== LISTED RECORDS ==

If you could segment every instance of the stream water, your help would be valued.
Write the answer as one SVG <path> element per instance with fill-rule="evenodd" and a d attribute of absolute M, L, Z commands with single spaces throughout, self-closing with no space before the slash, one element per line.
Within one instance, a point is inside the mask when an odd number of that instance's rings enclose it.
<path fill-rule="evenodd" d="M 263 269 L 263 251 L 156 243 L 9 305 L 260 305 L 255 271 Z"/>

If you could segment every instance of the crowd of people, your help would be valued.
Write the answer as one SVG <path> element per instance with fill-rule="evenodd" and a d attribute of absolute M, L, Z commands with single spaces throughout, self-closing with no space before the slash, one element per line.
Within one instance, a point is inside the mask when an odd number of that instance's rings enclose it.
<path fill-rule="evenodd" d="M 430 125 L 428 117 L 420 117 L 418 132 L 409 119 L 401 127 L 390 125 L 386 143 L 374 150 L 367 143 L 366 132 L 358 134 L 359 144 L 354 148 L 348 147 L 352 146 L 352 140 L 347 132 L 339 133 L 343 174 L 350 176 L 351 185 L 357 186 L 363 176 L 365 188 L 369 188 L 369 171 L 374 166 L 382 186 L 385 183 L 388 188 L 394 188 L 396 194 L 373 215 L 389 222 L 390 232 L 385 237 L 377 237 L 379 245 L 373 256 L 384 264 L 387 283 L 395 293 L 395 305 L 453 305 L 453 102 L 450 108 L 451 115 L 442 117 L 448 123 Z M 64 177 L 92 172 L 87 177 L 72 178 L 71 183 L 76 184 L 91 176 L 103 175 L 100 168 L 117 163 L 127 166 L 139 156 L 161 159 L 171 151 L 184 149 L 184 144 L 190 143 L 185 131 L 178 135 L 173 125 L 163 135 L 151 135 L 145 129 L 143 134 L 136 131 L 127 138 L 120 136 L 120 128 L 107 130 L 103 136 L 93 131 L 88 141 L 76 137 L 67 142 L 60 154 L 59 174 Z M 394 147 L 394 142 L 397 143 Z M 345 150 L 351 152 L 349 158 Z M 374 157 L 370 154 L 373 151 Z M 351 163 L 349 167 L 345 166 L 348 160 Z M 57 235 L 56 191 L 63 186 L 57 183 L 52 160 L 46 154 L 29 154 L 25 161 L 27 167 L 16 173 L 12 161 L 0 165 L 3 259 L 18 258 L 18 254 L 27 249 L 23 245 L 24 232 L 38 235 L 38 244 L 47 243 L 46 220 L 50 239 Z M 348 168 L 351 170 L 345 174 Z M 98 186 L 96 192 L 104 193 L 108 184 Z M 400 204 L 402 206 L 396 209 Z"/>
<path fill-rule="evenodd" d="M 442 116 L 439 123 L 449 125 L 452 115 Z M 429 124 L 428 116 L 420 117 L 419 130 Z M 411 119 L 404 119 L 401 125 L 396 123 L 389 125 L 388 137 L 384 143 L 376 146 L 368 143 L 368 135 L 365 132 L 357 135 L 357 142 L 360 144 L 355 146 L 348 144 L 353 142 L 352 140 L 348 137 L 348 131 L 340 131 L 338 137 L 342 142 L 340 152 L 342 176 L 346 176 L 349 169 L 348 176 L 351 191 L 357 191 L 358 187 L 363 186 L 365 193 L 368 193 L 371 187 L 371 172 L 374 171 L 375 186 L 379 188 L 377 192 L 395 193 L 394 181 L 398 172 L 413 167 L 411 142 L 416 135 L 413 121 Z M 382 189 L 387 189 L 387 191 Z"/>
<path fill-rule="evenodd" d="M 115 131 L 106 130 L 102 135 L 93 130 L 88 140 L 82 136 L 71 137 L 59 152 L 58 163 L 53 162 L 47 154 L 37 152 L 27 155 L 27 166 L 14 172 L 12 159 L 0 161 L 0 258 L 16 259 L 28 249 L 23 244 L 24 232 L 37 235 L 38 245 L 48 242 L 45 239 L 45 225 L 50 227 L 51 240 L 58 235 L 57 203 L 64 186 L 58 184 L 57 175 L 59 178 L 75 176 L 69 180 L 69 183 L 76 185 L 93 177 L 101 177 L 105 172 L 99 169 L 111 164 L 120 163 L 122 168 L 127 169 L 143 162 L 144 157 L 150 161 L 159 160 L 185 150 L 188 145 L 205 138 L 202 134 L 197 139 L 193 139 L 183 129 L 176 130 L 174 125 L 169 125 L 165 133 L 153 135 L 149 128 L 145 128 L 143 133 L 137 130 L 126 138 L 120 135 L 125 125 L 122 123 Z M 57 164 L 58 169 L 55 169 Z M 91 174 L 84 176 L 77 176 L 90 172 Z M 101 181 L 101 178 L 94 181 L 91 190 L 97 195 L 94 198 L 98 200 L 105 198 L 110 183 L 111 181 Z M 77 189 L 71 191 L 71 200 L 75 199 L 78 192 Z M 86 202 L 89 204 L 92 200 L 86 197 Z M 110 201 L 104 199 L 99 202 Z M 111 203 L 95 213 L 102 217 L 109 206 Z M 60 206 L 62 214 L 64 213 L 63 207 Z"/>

===

CHALLENGE:
Rewrite the items from their start through the line containing "263 269 L 263", swapping "valued" for "appreciated" and leaving everything else untouched.

TASK RESULT:
If you could segment every instance of the stream water, your help would be appreciated.
Write the answer as one SVG <path> element per instance with fill-rule="evenodd" and a d attribute of absolute M, L, Z commands with single spaces throughout, self-closing with no space before the slash, one element per line.
Within one instance, a point is inside the mask when an odd number of that instance's rings enclose it.
<path fill-rule="evenodd" d="M 263 269 L 263 251 L 156 243 L 9 305 L 260 305 L 255 271 Z"/>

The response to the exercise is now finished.